▼

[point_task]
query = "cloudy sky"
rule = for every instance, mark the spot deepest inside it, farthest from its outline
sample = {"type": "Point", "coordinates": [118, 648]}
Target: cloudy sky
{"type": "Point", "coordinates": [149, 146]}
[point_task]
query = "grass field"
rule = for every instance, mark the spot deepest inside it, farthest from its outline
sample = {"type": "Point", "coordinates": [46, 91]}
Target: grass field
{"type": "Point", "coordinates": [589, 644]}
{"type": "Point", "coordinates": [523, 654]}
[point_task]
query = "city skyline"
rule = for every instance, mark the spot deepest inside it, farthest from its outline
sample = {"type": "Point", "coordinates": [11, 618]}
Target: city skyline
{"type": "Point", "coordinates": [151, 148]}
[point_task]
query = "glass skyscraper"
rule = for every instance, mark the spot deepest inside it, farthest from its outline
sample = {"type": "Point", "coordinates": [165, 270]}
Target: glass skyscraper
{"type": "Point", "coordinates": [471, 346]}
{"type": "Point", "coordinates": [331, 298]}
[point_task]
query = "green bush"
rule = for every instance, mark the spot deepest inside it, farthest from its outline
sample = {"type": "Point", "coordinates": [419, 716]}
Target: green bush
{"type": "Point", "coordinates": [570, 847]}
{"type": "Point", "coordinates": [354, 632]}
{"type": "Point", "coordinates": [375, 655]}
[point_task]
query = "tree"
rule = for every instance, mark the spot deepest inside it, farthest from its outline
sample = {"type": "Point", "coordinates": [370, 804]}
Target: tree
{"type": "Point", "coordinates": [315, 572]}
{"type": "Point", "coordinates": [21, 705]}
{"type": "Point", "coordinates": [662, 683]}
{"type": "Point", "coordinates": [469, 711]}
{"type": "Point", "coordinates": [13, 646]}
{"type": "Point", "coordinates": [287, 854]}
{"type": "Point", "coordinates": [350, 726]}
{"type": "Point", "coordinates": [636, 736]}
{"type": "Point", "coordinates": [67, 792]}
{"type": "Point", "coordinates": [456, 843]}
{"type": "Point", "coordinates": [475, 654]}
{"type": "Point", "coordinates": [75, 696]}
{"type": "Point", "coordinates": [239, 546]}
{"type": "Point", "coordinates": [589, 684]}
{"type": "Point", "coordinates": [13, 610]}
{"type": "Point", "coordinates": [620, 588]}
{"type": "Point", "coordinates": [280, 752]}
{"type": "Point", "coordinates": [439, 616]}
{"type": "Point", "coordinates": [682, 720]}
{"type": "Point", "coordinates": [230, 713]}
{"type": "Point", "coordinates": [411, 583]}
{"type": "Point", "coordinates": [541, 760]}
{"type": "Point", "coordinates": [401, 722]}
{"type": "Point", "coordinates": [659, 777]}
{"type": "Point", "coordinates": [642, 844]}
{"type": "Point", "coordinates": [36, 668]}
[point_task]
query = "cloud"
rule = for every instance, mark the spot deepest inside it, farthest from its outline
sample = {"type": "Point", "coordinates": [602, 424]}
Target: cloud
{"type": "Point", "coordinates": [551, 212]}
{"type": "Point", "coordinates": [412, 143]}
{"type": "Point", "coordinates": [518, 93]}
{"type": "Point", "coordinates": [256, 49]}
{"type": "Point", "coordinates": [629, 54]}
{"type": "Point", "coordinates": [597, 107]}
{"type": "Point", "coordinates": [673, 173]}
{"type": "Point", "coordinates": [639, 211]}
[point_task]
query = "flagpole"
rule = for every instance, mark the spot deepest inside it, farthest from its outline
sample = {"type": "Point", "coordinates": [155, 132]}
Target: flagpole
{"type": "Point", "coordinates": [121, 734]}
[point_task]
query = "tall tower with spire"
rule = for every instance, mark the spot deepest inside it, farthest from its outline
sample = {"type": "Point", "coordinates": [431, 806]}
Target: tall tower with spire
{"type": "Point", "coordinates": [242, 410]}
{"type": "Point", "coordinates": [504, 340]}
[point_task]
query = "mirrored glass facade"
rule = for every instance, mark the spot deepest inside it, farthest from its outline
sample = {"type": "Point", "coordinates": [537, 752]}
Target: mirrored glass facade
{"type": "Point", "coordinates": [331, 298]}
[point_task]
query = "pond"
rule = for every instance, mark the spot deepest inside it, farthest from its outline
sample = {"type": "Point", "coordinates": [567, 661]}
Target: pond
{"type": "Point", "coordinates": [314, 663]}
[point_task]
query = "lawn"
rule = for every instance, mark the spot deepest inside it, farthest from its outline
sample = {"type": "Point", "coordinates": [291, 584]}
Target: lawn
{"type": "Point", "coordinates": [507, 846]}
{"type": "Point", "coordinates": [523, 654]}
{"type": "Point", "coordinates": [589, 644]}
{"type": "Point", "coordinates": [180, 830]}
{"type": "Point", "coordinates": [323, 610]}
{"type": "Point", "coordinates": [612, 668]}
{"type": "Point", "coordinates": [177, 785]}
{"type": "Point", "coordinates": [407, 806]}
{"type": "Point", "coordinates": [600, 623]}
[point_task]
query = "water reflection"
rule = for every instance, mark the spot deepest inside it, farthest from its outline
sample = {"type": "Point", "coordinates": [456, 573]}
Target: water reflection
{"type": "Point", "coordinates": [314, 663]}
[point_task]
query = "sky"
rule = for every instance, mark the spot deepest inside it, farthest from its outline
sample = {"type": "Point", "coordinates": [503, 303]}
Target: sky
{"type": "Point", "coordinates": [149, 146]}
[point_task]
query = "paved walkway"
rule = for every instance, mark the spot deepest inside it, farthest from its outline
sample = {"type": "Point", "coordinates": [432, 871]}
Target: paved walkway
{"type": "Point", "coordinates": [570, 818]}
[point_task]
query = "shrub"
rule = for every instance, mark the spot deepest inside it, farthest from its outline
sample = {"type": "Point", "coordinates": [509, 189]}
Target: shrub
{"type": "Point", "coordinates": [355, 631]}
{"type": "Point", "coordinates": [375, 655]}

▲

(What you are asked to do):
A word-for-word copy of the listing is the expected answer.

(Answer below):
[point_task]
query = "cloudy sky"
rule = for every instance, mark the spot deepest inside it, farthest from its outline
sample = {"type": "Point", "coordinates": [118, 648]}
Target: cloudy sky
{"type": "Point", "coordinates": [149, 146]}
[point_task]
query = "grass field"
rule = for every instance, mark the spot deepest inside it, farthest from its outline
sample = {"type": "Point", "coordinates": [46, 91]}
Target: grass field
{"type": "Point", "coordinates": [589, 644]}
{"type": "Point", "coordinates": [523, 654]}
[point_task]
query = "city skyline"
rule = for every instance, mark the spot deepest inside it, farthest from its outline
sample = {"type": "Point", "coordinates": [11, 618]}
Target: city skyline
{"type": "Point", "coordinates": [151, 148]}
[point_task]
query = "glass skyscraper"
rule = for every instance, mark the spot deepest inside it, farthest from its outline
sample = {"type": "Point", "coordinates": [165, 270]}
Target: glass skyscraper
{"type": "Point", "coordinates": [471, 346]}
{"type": "Point", "coordinates": [331, 298]}
[point_task]
query = "green bush"
rule = for every instance, mark the spot deepest inside it, farthest from its outline
sample = {"type": "Point", "coordinates": [419, 716]}
Target: green bush
{"type": "Point", "coordinates": [570, 847]}
{"type": "Point", "coordinates": [354, 632]}
{"type": "Point", "coordinates": [375, 655]}
[point_task]
query = "tree"
rule = for every instance, mark the spot deepest inside it, farthest from its outline
sample = {"type": "Point", "coordinates": [370, 804]}
Target: tree
{"type": "Point", "coordinates": [315, 572]}
{"type": "Point", "coordinates": [21, 705]}
{"type": "Point", "coordinates": [662, 683]}
{"type": "Point", "coordinates": [469, 711]}
{"type": "Point", "coordinates": [13, 646]}
{"type": "Point", "coordinates": [287, 854]}
{"type": "Point", "coordinates": [350, 726]}
{"type": "Point", "coordinates": [636, 736]}
{"type": "Point", "coordinates": [67, 792]}
{"type": "Point", "coordinates": [456, 843]}
{"type": "Point", "coordinates": [475, 654]}
{"type": "Point", "coordinates": [75, 696]}
{"type": "Point", "coordinates": [239, 546]}
{"type": "Point", "coordinates": [589, 684]}
{"type": "Point", "coordinates": [13, 610]}
{"type": "Point", "coordinates": [620, 588]}
{"type": "Point", "coordinates": [280, 752]}
{"type": "Point", "coordinates": [439, 616]}
{"type": "Point", "coordinates": [682, 720]}
{"type": "Point", "coordinates": [230, 713]}
{"type": "Point", "coordinates": [411, 583]}
{"type": "Point", "coordinates": [541, 760]}
{"type": "Point", "coordinates": [401, 722]}
{"type": "Point", "coordinates": [659, 777]}
{"type": "Point", "coordinates": [642, 844]}
{"type": "Point", "coordinates": [36, 668]}
[point_task]
query = "cloud"
rule = for every instance, mark the spot deepest inside it, farthest from its outline
sample = {"type": "Point", "coordinates": [602, 424]}
Target: cloud
{"type": "Point", "coordinates": [551, 212]}
{"type": "Point", "coordinates": [412, 143]}
{"type": "Point", "coordinates": [518, 93]}
{"type": "Point", "coordinates": [256, 49]}
{"type": "Point", "coordinates": [629, 54]}
{"type": "Point", "coordinates": [597, 107]}
{"type": "Point", "coordinates": [673, 173]}
{"type": "Point", "coordinates": [639, 211]}
[point_task]
query = "flagpole"
rule = for every instance, mark the spot deepest inside it, farthest from its outline
sample = {"type": "Point", "coordinates": [155, 132]}
Target: flagpole
{"type": "Point", "coordinates": [121, 734]}
[point_task]
query = "tall tower with spire"
rule = for every instance, mark the spot deepest inside it, farthest from its outline
sample = {"type": "Point", "coordinates": [431, 806]}
Target: tall tower with spire
{"type": "Point", "coordinates": [242, 410]}
{"type": "Point", "coordinates": [504, 340]}
[point_task]
query = "mirrored glass facade"
rule = for every instance, mark the spot deepest inside it, farthest from its outline
sample = {"type": "Point", "coordinates": [537, 752]}
Target: mirrored glass facade
{"type": "Point", "coordinates": [331, 298]}
[point_task]
query = "pond"
rule = for every instance, mark the spot deepest inside it, farthest from its outline
sample = {"type": "Point", "coordinates": [567, 661]}
Target: pond
{"type": "Point", "coordinates": [314, 663]}
[point_task]
query = "lawn"
rule = for every instance, mark the spot deepest inside it, farthest from its outline
sample = {"type": "Point", "coordinates": [291, 584]}
Target: lawn
{"type": "Point", "coordinates": [507, 846]}
{"type": "Point", "coordinates": [523, 654]}
{"type": "Point", "coordinates": [589, 644]}
{"type": "Point", "coordinates": [180, 830]}
{"type": "Point", "coordinates": [323, 610]}
{"type": "Point", "coordinates": [612, 668]}
{"type": "Point", "coordinates": [177, 785]}
{"type": "Point", "coordinates": [407, 806]}
{"type": "Point", "coordinates": [600, 623]}
[point_task]
query = "water reflection"
rule = for every instance, mark the spot deepest inside it, farthest from its outline
sample = {"type": "Point", "coordinates": [456, 573]}
Target: water reflection
{"type": "Point", "coordinates": [314, 663]}
[point_task]
query = "sky"
rule = for every instance, mark the spot deepest inside it, farthest from its outline
sample = {"type": "Point", "coordinates": [503, 303]}
Target: sky
{"type": "Point", "coordinates": [149, 146]}
[point_task]
query = "paved walkway"
rule = for every instance, mark the spot deepest inside it, farthest from its outline
sample = {"type": "Point", "coordinates": [432, 871]}
Target: paved walkway
{"type": "Point", "coordinates": [570, 818]}
[point_task]
query = "shrub"
rule = for every instance, mark the spot deepest inside it, farthest from its outline
sample = {"type": "Point", "coordinates": [509, 189]}
Target: shrub
{"type": "Point", "coordinates": [355, 631]}
{"type": "Point", "coordinates": [375, 655]}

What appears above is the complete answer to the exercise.